Segment Start: Text

A scholar can never become a philosopher; for even Kant was unable to do so but, the inborn pressure of his genius notwithstanding, remained to the end as it were in a chrysalis stage. He who thinks that in saying this I am doing Kant an injustice does not know what a philosopher is, namely not merely a great thinker but also a real human being; and when did a scholar ever become a real human being? He who lets concepts, opinions, past events, books, step between himself and things – he, that is to say, who is in the broadest sense born for history – will never have an immediate perception of things and will never be an immediately perceived thing himself; but both these conditions belong together in the philosopher, because most of the instruction he receives he has to acquire out of himself and because he serves himself as a reflection and brief abstract of the whole world. If a man perceives himself by means of the opinions of others, it is no wonder if he sees in himself nothing but the opinions of others! And that is how scholars are, live and see.

— Nietzsche, “Schopenhauer as Educator”

how to read biblical scholarship when you’re not a biblical scholar

I’ve spent many unedifying hours reading books by biblical scholars in ways that have not been … ideal for my purposes. Today I’m going to share with you all some important lessons I’ve learned through my suffering. 

1) The first part of the book will explain in mind-numbing detail how the author situates himself or herself in relation to several hundred other biblical critics. (Maybe only several dozen, but it will feel like several hundred.) The author will insist on explaining to you at, frankly, shocking length that there are

(a) scholars whose position he or she doesn’t agree with at all but whose work, in the cause of fairness, must be described thoroughly;

(b) scholars whose position he or she has partial sympathy with and whose work therefore must be described even more thoroughly; and

(c) scholars whose position he or she largely agrees with, though hopes to extend, and whose work must therefore be described until you are old and gray and full of sleep.

Skip all this. Seriously, don’t read any of it. If you’re not a member of the guild it will be neither interesting nor valuable. (All scholars interact with previous scholars in their chosen subject, but biblical scholars are in my experience unique in their devotion to “literature reviews” and “methodological introductions.” One gets the sense that they would write nothing but literature reviews and methodological introductions if they could get away with it.)

2) Next, read the last chapter, or conclusion. This is the place where you’ll find out what the author actually believes and get at least an outline of why he or she believes it. You should scrutinize the conclusion with great attentiveness, because almost all the good stuff is there.

3) As I say, the conclusion will give you at least an outline of why the author holds his or her views, but sometimes you won’t get as much detail as you need. No worries! The author will sometimes say things like “As I argued in Chapter 3” or “As noted above (pp. 173–79)” — so follow those bread crumbs and see the complete argument about whatever you’re interested in. And don’t bother with what you’re not interested in.

And that’s it! Three easy steps to getting great benefit from biblical scholarship at the least cost to your health and sanity.

Segment End: Text
Segment Start: Material supplied

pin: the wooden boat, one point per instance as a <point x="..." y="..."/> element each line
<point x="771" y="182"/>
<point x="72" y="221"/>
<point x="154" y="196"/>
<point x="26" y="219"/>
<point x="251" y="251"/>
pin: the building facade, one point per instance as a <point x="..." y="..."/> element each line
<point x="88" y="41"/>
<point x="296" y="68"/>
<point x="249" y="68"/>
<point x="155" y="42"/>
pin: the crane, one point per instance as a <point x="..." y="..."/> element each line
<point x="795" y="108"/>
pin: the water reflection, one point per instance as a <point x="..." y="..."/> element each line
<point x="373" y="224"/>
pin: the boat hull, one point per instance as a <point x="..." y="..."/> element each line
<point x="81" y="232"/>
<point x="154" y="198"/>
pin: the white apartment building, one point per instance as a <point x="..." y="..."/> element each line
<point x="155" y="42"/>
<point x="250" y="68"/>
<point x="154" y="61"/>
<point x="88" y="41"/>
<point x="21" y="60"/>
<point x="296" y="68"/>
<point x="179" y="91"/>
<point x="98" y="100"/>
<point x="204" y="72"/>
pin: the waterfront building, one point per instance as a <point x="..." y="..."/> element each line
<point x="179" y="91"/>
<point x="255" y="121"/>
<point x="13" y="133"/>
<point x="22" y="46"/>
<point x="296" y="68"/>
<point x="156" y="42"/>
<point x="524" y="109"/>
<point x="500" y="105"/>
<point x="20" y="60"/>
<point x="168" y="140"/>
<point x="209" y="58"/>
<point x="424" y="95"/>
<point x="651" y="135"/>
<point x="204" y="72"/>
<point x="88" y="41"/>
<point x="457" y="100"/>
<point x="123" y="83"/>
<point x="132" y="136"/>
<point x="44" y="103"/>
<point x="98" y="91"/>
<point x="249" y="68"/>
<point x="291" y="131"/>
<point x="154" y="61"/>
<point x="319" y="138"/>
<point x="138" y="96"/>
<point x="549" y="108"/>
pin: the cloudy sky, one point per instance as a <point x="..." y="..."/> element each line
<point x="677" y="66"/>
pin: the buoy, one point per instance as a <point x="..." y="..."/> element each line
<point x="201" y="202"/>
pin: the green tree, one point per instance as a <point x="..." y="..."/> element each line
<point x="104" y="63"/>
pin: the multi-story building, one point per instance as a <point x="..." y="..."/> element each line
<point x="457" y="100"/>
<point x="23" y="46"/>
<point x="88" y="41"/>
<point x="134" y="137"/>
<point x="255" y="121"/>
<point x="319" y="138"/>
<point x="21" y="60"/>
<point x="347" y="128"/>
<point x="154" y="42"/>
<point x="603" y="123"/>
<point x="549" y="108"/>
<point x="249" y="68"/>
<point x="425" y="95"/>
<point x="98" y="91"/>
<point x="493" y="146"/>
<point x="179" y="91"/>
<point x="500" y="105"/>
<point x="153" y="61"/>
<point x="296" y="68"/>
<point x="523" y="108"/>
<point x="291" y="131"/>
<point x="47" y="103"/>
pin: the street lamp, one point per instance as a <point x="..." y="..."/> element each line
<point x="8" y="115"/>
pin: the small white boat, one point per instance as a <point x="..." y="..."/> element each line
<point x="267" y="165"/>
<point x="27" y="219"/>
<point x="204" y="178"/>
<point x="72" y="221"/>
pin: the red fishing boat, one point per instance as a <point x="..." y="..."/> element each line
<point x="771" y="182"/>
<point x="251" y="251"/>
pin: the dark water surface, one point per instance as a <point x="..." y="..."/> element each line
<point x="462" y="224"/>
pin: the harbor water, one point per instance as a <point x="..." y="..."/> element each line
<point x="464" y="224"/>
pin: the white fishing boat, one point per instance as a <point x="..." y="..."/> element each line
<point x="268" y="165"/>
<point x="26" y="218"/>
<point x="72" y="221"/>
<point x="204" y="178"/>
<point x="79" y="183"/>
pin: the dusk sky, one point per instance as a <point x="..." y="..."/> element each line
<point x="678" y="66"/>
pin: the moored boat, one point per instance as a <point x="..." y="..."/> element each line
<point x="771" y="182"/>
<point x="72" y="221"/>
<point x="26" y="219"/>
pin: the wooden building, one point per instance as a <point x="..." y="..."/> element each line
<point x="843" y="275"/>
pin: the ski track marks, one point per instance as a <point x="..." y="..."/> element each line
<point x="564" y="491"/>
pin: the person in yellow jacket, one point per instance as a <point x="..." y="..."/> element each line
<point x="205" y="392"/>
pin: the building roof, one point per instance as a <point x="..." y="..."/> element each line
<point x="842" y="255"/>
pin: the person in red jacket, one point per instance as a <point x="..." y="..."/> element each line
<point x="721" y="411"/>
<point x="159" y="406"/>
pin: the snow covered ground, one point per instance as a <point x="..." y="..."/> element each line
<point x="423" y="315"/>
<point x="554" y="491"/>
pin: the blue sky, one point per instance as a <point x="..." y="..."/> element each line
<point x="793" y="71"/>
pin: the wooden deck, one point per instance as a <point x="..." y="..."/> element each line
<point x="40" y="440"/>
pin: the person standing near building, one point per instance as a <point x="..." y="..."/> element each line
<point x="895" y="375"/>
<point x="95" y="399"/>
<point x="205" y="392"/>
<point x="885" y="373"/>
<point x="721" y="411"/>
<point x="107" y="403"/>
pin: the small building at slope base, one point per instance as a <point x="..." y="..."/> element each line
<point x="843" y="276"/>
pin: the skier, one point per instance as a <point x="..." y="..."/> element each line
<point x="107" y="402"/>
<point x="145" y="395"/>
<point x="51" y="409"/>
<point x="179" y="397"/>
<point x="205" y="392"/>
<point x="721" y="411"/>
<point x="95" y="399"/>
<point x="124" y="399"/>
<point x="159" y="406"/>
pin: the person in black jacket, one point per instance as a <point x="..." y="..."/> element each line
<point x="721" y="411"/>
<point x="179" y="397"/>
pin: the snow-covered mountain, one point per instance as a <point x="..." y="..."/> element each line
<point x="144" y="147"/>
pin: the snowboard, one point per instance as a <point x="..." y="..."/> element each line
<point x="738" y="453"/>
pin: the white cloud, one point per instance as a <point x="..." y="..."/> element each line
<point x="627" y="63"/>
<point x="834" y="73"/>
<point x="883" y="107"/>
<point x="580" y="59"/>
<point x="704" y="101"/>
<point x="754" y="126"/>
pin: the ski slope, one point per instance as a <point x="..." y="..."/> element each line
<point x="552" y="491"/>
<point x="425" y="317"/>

Segment End: Material supplied

**Work to complete**
A. Extract the passage of the text on reading biblical scholarship from "(b) scholars whose" to "full of sleep.".
B. In the text on reading biblical scholarship, what should the reader turn to after skipping the first part of the book?

**Expected responses**
A.
(b) scholars whose position he or she has partial sympathy with and whose work therefore must be described even more thoroughly; and

(c) scholars whose position he or she largely agrees with, though hopes to extend, and whose work must therefore be described until you are old and gray and full of sleep.

B. The last chapter, or conclusion.